Excerpt provided »
Might I be the first to reccomend some pimento cheese and some okra. You can learn all about it here on eGullet! Your source for the better things in life.

Brooks Hamaker, aka "Mayhaw Man"

There's a train everyday, leaving either way...

Posted

And some sort of relish....chow chow, corn relish, green tomato relish, piled in the center.

Or "Not Just Cottage Cheese"

1 lb cottage cheese

1 C chopped fresh spinach

1/2 C chopped green onions

1 T bleu cheese dressing

1 T Italian dressing

1 T dill weed, or basil

1 T seasoned salt

additional salt, black pepper, Tabasco or other hot sauce to taste.

Combine all ingredients and chill. Serve with crudites, or crackers, or stuffed into tomatoes or cucumber boats.

I don't understand why rappers have to hunch over while they stomp around the stage hollering.  It hurts my back to watch them. On the other hand, I've been thinking that perhaps I should start a rap group here at the Old Folks' Home.  Most of us already walk like that.

Posted
We'll be hosting family and some friends this year and I was just mulling over the relish tray yesterday.  :smile:

Might I be the first to reccomend some pimento cheese and some okra. You can learn all about it here on eGullet! Your source for the better things in life.

My husband grew up in New Orleans, so he knows pimento cheese and okra. I am canning this weekend, so maybe I will try pickling my own. Got a recipe, Brooks?

Jaymes, that dip sounds good. Might be a nice change from the Roquefort dip we always have.

Heather Johnson

In Good Thyme

Posted

Lawdy. My land. I do believe y'all are stirrin' up a regular feast!

Fried okra with cucumber pickles. Hushpuppies with relish mayonnaise (cousins call this tartar sauce). Celery stalks braised with pepper, settled in vinegar. Fatback and onions. Warm circuit hash. Cheese straws (they ain't straws -- they're cookies!)

I'm hungry,

Squeat

Posted
Jaymes, that dip sounds good.  Might be a nice change from the Roquefort dip we always have.

It is good....but I don't know that I'd exactly call it a dip. You don't blend it. It's really just sorta like seasoned cottage cheese.

And, how about Pickled Watermelon Rind, y'all?

I don't understand why rappers have to hunch over while they stomp around the stage hollering.  It hurts my back to watch them. On the other hand, I've been thinking that perhaps I should start a rap group here at the Old Folks' Home.  Most of us already walk like that.

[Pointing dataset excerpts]
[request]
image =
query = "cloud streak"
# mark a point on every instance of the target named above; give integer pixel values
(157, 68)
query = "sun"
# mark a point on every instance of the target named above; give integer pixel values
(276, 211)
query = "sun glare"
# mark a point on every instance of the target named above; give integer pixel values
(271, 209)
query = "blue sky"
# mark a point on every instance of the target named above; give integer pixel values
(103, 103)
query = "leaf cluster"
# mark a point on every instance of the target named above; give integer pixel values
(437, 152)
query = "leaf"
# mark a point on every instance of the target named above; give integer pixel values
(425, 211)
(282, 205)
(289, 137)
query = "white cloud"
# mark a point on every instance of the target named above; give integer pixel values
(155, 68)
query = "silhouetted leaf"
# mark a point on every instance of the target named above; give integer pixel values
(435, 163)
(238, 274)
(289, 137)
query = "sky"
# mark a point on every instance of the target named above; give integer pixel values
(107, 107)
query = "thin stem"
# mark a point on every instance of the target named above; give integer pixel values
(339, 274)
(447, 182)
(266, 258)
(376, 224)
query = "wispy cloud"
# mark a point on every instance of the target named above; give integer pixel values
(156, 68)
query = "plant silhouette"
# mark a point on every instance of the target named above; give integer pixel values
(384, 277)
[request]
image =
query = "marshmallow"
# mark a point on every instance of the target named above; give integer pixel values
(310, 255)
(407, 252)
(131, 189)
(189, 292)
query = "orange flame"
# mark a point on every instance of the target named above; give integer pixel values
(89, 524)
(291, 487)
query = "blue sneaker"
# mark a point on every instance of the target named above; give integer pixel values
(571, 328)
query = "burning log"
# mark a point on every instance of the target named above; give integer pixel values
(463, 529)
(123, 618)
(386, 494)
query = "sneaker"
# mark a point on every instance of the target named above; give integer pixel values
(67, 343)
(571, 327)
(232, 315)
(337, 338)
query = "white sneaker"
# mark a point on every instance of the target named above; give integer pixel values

Challenges »
**A.** Using the forum thread about relish trays, decide whether each statement agrees with it, and answer yes or no with the deciding words quoted exactly. (i) The cottage cheese recipe calls for one cup of chopped fresh spinach. (ii) The cottage cheese mixture is supposed to be blended. (iii) The recipe says to serve the mixture warm.
**B.** Carry the forum thread about relish trays on from its last line.

Responses per task »
**A.**
(i) Yes: "1 C chopped fresh spinach"
(ii) No: "You don't blend it."
(iii) No: "Combine all ingredients and chill."

**B.**
Posted

Ah, the relish tray! I do adore it. The physical tray I use is a 4-compartment one from a glass pattern called Candlewick, which was about 25 cents a piece when my mother bought it in the '40s and now sells for untold sums on Ebay. My mother used only canned black olives, green olives and her homemade bread and butter pickles. My grandmother included stuffed celery with a cream cheese and onion mixture, those red pickled apple slices and, my favorite, her homemade pickled peaches. Dill pickles were considered Nawthern in my North Carolina area.

I make my own pickled okra for The Tray (try it, it is really good and would make someone look twice as a sub for an olive in a martini) and purchase at the farmers market bread-and-butters, pickled watermelon rind and whatever looks interesting. My great tragedy this year is my favorite market vendor had no pickled peaches, and I didn't have time to make my own this summer. Sob!

Debbie

Raleigh NC

Posted (edited)

Yankee New England version (CT) that my mom always has made--(in the cut crystal dishes):

celery sticks filled w/a cottage cheese/horseradish mix; paprika on top

olives (pimento-stuffed)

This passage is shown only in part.